(Dataset excerpts)
···

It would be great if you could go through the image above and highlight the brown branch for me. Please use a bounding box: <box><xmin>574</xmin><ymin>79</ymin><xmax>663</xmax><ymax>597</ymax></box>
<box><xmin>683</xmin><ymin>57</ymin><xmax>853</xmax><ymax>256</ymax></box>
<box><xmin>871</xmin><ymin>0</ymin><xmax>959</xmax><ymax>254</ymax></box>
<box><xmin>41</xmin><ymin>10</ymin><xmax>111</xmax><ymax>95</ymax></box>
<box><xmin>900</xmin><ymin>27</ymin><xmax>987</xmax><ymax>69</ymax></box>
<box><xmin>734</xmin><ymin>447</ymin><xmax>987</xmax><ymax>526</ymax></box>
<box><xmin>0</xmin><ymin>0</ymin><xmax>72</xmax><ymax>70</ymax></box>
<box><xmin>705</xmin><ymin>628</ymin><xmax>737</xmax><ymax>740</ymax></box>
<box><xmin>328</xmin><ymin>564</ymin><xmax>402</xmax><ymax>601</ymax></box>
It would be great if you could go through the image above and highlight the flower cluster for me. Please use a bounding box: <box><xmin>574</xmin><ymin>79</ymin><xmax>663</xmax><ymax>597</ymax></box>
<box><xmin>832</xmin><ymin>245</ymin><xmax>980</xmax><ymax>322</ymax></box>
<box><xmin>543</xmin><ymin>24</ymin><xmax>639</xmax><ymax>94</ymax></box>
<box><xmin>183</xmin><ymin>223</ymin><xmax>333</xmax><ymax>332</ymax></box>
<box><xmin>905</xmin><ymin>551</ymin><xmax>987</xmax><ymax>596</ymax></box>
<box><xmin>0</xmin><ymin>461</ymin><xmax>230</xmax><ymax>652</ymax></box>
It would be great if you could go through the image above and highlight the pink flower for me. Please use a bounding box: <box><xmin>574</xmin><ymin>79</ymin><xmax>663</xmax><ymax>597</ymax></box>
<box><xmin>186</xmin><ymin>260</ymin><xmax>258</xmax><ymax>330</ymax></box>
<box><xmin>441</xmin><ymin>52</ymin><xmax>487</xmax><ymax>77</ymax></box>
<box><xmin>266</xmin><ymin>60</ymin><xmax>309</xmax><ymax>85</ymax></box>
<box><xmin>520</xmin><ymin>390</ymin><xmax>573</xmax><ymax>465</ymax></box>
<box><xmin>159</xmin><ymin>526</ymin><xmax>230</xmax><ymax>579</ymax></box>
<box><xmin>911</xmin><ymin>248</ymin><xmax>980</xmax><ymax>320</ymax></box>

···

*What the task asks*:
All records above must be set down exactly, please.

*Response*:
It would be great if you could go through the image above and highlight the brown branch for me. Please use a bounding box: <box><xmin>574</xmin><ymin>79</ymin><xmax>663</xmax><ymax>597</ymax></box>
<box><xmin>683</xmin><ymin>57</ymin><xmax>853</xmax><ymax>256</ymax></box>
<box><xmin>871</xmin><ymin>0</ymin><xmax>959</xmax><ymax>254</ymax></box>
<box><xmin>41</xmin><ymin>10</ymin><xmax>111</xmax><ymax>95</ymax></box>
<box><xmin>900</xmin><ymin>27</ymin><xmax>987</xmax><ymax>69</ymax></box>
<box><xmin>734</xmin><ymin>447</ymin><xmax>987</xmax><ymax>526</ymax></box>
<box><xmin>0</xmin><ymin>0</ymin><xmax>72</xmax><ymax>70</ymax></box>
<box><xmin>705</xmin><ymin>628</ymin><xmax>737</xmax><ymax>740</ymax></box>
<box><xmin>328</xmin><ymin>564</ymin><xmax>402</xmax><ymax>601</ymax></box>
It would be great if you could go through the image above and highlight the flower cluster for me. Please use a bounding box: <box><xmin>574</xmin><ymin>79</ymin><xmax>663</xmax><ymax>597</ymax></box>
<box><xmin>832</xmin><ymin>245</ymin><xmax>980</xmax><ymax>322</ymax></box>
<box><xmin>543</xmin><ymin>24</ymin><xmax>639</xmax><ymax>94</ymax></box>
<box><xmin>183</xmin><ymin>223</ymin><xmax>333</xmax><ymax>332</ymax></box>
<box><xmin>905</xmin><ymin>551</ymin><xmax>987</xmax><ymax>596</ymax></box>
<box><xmin>0</xmin><ymin>461</ymin><xmax>230</xmax><ymax>652</ymax></box>
It would be great if you could go through the image above and highlight the pink flower for me. Please use a bounding box: <box><xmin>574</xmin><ymin>79</ymin><xmax>663</xmax><ymax>597</ymax></box>
<box><xmin>186</xmin><ymin>260</ymin><xmax>258</xmax><ymax>330</ymax></box>
<box><xmin>441</xmin><ymin>52</ymin><xmax>487</xmax><ymax>77</ymax></box>
<box><xmin>266</xmin><ymin>60</ymin><xmax>309</xmax><ymax>85</ymax></box>
<box><xmin>520</xmin><ymin>390</ymin><xmax>573</xmax><ymax>465</ymax></box>
<box><xmin>159</xmin><ymin>526</ymin><xmax>230</xmax><ymax>579</ymax></box>
<box><xmin>911</xmin><ymin>248</ymin><xmax>980</xmax><ymax>320</ymax></box>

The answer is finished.